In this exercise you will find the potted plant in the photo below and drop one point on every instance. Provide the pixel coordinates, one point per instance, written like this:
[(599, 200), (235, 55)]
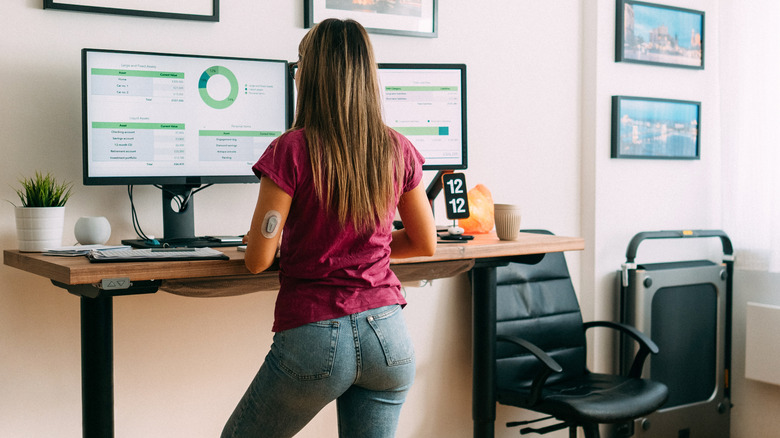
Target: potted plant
[(40, 218)]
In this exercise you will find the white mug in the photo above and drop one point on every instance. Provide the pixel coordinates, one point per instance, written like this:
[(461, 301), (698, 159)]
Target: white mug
[(93, 230), (507, 218)]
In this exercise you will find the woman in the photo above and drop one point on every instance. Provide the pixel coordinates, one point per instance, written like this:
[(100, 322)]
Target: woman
[(332, 183)]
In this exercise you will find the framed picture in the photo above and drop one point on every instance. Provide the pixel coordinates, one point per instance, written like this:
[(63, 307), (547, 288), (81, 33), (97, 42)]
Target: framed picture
[(648, 33), (410, 18), (644, 127), (203, 10)]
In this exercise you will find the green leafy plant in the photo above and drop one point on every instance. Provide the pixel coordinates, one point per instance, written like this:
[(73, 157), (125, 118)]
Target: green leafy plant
[(43, 191)]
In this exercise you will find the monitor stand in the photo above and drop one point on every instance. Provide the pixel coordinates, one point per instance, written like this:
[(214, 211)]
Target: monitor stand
[(179, 222)]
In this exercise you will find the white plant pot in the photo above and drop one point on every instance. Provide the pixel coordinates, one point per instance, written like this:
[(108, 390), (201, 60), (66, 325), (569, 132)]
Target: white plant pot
[(39, 228)]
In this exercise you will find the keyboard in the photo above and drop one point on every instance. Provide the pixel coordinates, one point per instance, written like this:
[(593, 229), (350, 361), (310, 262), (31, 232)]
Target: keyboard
[(155, 255)]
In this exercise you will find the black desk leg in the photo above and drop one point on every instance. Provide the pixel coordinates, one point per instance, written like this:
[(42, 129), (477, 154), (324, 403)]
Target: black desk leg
[(97, 366), (483, 291)]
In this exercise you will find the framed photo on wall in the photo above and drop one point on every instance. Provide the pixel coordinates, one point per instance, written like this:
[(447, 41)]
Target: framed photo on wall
[(410, 18), (644, 127), (648, 33), (203, 10)]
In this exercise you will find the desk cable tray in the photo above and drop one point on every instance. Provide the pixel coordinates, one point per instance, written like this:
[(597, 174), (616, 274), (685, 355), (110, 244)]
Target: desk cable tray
[(155, 255)]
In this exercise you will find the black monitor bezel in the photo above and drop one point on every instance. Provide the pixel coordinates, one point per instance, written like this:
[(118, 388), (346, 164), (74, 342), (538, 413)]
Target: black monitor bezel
[(418, 66), (463, 95), (188, 180)]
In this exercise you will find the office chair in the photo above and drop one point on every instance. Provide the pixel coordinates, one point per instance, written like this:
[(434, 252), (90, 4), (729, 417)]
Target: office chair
[(541, 354)]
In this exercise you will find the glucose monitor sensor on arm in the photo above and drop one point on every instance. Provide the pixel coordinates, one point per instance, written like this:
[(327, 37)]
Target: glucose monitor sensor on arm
[(270, 225)]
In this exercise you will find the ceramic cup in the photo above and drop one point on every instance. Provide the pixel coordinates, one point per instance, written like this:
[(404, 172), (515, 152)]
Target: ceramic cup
[(94, 230), (507, 217)]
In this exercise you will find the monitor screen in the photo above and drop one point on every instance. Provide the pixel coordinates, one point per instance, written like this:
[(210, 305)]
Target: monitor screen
[(427, 104), (153, 118)]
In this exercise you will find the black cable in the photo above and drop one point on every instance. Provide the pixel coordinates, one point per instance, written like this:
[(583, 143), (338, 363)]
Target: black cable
[(180, 203), (136, 224)]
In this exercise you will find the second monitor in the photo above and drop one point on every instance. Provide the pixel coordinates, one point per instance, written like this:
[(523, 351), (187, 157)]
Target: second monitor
[(427, 104)]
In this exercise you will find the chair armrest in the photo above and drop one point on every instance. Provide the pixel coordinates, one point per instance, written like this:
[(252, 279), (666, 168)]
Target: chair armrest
[(550, 365), (646, 345)]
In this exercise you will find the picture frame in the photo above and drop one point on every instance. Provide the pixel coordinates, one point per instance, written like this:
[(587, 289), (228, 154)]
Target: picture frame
[(414, 18), (652, 128), (201, 10), (653, 34)]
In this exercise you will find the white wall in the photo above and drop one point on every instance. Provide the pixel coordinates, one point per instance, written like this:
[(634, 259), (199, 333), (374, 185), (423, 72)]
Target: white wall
[(181, 363), (541, 75)]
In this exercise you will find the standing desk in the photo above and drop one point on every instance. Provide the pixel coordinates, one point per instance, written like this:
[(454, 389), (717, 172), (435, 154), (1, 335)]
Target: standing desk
[(97, 283)]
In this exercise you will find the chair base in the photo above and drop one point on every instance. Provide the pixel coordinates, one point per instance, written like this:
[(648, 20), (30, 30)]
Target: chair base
[(590, 430)]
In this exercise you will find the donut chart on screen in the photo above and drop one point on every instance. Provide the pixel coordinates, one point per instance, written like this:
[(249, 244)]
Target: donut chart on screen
[(204, 93)]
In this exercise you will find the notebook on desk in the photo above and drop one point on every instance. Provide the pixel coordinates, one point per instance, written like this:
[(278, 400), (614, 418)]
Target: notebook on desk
[(155, 254)]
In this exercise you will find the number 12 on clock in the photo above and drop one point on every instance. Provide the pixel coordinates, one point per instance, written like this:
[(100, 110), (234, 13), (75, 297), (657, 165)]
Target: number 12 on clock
[(455, 196)]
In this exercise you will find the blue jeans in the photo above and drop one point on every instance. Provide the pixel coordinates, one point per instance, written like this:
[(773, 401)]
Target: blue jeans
[(364, 361)]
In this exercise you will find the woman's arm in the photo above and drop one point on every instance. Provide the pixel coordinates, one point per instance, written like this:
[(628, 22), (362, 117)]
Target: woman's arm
[(418, 237), (273, 206)]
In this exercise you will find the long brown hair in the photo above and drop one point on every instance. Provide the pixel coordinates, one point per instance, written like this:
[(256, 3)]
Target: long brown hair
[(356, 161)]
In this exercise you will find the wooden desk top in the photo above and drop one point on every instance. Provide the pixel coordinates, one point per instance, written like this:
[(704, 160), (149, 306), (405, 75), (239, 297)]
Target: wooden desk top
[(78, 270)]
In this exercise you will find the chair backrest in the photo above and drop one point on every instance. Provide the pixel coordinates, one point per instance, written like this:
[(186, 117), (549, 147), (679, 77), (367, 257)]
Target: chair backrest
[(538, 303)]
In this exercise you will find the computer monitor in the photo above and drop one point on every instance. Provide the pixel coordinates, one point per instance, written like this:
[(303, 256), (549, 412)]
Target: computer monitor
[(427, 104), (178, 122)]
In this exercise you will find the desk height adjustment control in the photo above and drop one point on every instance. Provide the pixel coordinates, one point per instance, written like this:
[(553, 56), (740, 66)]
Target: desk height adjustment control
[(115, 283)]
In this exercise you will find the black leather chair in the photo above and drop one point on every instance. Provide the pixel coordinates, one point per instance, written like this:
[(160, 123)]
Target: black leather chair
[(541, 354)]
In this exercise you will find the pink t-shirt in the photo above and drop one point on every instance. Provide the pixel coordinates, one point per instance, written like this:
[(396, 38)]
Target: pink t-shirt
[(327, 271)]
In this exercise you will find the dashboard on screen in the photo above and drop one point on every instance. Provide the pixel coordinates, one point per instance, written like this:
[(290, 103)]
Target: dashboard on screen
[(427, 104), (153, 118)]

What you have to do:
Print the entire listing precisely as written, omitting the images it holds.

Reply to the task:
In this exercise you will find the potted plant in the photo below and drop one point on every instance. Provide the pixel coordinates, one point per instance, written like this:
[(599, 200), (235, 55)]
Target: potted plant
[(40, 218)]
In this exercise you will find the white mug in the photo above and drop one point on every instance. Provide the pixel coordinates, one point per instance, written like this:
[(461, 301), (698, 159)]
Target: white mug
[(93, 230), (507, 218)]
In this exercise you will find the woman in the photo above and drop one point on every instance. Provide the pixel coordinates, one point per instance, written like this:
[(100, 322)]
Target: woman
[(332, 183)]
In this exercise you will find the framed picture in the photo above and drop one point on every instance. Provide the pixel coordinates, one point per instance, written like this:
[(63, 307), (547, 288), (81, 33), (97, 42)]
Target: framed picture
[(648, 33), (410, 18), (644, 127), (203, 10)]
In this exercise you will find the green leafy plant in the photo above and drop one point on every instance. Provide the pixel coordinates, one point per instance, written like this:
[(73, 157), (125, 118)]
Target: green leafy plant
[(43, 191)]
In this exercise you will find the monitor stand in the photo above and drop one point on every instance. Provide the pixel coordinates, one point per instance, written like this:
[(214, 211)]
Target: monitor stand
[(179, 222)]
In this exercise you will find the white plant pot in the photo above and drop one point on every instance. Provide the pixel coordinates, one point per instance, written like this:
[(108, 390), (201, 60), (66, 325), (569, 132)]
Target: white plant pot
[(39, 228)]
In this exercise you will find the keyboard in the photo above and drop one point on every instance. Provide the pixel coordinates, one point per instance, written like this:
[(593, 229), (350, 361), (310, 262), (31, 232)]
Target: keyboard
[(155, 255)]
In this exercise you will find the black desk leg in the photo above and drop one point on every instance. Provide the pixel coordinates, one point per instance, written like this:
[(42, 129), (477, 154), (324, 403)]
Target: black desk leg
[(97, 366), (483, 291)]
In this exercise you will find the framed photo on wall in the photo above and drop one point on every instance. Provide the pixel coordinates, one point per instance, written like this:
[(447, 41)]
Target: framed photo on wall
[(410, 18), (644, 127), (648, 33), (203, 10)]
In this exercise you will find the desk cable tray in the photo above and drop one point on every instance. Provide the pixel coordinates, one point per instance, written like this:
[(597, 174), (616, 274), (685, 355), (110, 244)]
Target: desk cable tray
[(155, 255)]
In this exercise you will find the black monitor bezel in the photo above and drop one point on every instance. Provide the pixel coordinates, one point per instance, written like this:
[(118, 388), (346, 164), (74, 342), (538, 413)]
Target: black monitor bezel
[(418, 66), (463, 95), (188, 180)]
In this exercise you will find the office chair in the photo above and drop one point on every instance. Provide the pixel coordinates, one point per instance, written like this:
[(434, 252), (90, 4), (729, 417)]
Target: office chair
[(541, 354)]
In this exercise you will find the glucose monitor sensor on arm in the photo above and drop one point on every instance. Provide the pixel coordinates, one point per instance, written like this:
[(327, 37)]
Target: glucose monitor sensor on arm
[(270, 225)]
In this exercise you will find the ceramic cup in the photo above and drop one point on every instance. Provide the pixel coordinates, one point per instance, written like this:
[(404, 172), (515, 152)]
Target: ceramic cup
[(94, 230), (507, 217)]
In this exercise you will find the monitor screen in the photo above and drop one point on every instance. Provide the pixel coordinates, one point per instance, written like this:
[(210, 305)]
Target: monitor screen
[(427, 104), (153, 118)]
In this exercise you will find the black cable in the photo above and drop one point on every instance. Provide the pixel coordinates, one point per instance, written like this:
[(583, 143), (338, 363)]
Target: black cable
[(180, 203), (136, 224)]
In this exercise you will find the second monitor in the photo above and drop one point on every instance. Provide the pixel coordinates, one point per instance, written like this:
[(523, 351), (187, 157)]
Target: second monitor
[(427, 104)]
In this exercise you will find the chair armrest in the photo above and drop one point on every instance. Provide the pixel coordinates, one point per instance, written like this:
[(252, 279), (666, 168)]
Target: chair armrest
[(550, 365), (646, 345)]
In this exercise you will find the picture frame in the photo above and drop one point on every instance. Provide the pixel coordinates, one point per instance, written like this:
[(587, 289), (228, 154)]
Target: picture frame
[(414, 18), (652, 128), (201, 10), (653, 34)]
In this exercise you will find the white wall in the photo above and drop one point on every instance. Provide the pixel coordinates, one point per instance, written like this:
[(634, 259), (199, 333), (374, 185), (423, 72)]
Target: white wall
[(181, 363), (541, 75)]
In this exercise you will find the standing desk in the photo above and drop one point on every instance. Provide the pixel coordinates, one point per instance, written like this:
[(454, 389), (717, 172), (435, 154), (1, 335)]
Target: standing desk
[(97, 283)]
In this exercise you will find the chair base in the photo above and drop one point on every instance. Provide the pixel coordinates, one point per instance, written like this:
[(648, 20), (30, 30)]
Target: chair base
[(590, 430)]
In this exercise you will find the donut chart on screen in the photo above and drop one point on every instance. Provide the pixel coordinates, one point per instance, written like this:
[(249, 244)]
Target: donut chart on screen
[(204, 93)]
In this exercise you will find the notebook on desk in the photo above and drop one point on every instance. Provide the pixel coordinates, one point per instance, written like this:
[(278, 400), (614, 418)]
Target: notebook on desk
[(155, 254)]
In this exercise you will find the number 12 on clock in the photo above and drop one point on every instance. Provide the pixel coordinates, one point per instance, written like this:
[(100, 110), (234, 13), (75, 297), (657, 165)]
Target: number 12 on clock
[(455, 196)]
In this exercise you will find the blue jeans in the photo above and drop one point on every instance. Provide the pixel coordinates, one point per instance, written like this:
[(773, 401)]
Target: blue jeans
[(364, 361)]
In this exercise you will find the woman's arm in the photo above and drop one point on every instance. Provide the pixel coordinates, one point per instance, written like this:
[(628, 22), (362, 117)]
Target: woman's arm
[(418, 237), (273, 206)]
In this exercise you will find the long brown hair in the photo above and drop one point on every instance. Provide the pixel coordinates, one point per instance, written like this:
[(256, 3)]
Target: long brown hair
[(356, 161)]
In this exercise you will find the wooden desk top in the photo above and drop one point on every instance. Provide the pixel coordinates, one point per instance, written like this:
[(704, 160), (149, 306), (405, 75), (239, 297)]
Target: wooden desk top
[(78, 270)]
In this exercise you will find the chair backrest in the photo above and drop one point on every instance. Provide the pixel coordinates, one point per instance, written like this:
[(186, 117), (549, 147), (679, 77), (367, 257)]
Target: chair backrest
[(538, 303)]
In this exercise you will find the computer monitor in the photo above and drop one point on every instance. Provide the pixel coordinates, one point per instance, written like this:
[(303, 256), (549, 412)]
Target: computer monitor
[(427, 104), (178, 122)]
In this exercise you will find the desk height adjustment control in the photo above and drop one point on every instance. Provide the pixel coordinates, one point per instance, written like this:
[(553, 56), (740, 66)]
Target: desk height adjustment control
[(115, 283)]
In this exercise you will find the black leather chair in the photo above and drop one point on every instance. Provide the pixel coordinates, one point per instance, written like this:
[(160, 123)]
Target: black leather chair
[(541, 354)]
In this exercise you will find the pink t-shirt in the photo above and drop one point on every instance. Provide the pixel coordinates, one point per instance, written like this:
[(396, 38)]
Target: pink t-shirt
[(327, 271)]
In this exercise you will find the dashboard on screen in the photo above and drop one point on every instance. Provide the pixel coordinates, one point per instance, written like this:
[(290, 103)]
Target: dashboard on screen
[(427, 104), (153, 118)]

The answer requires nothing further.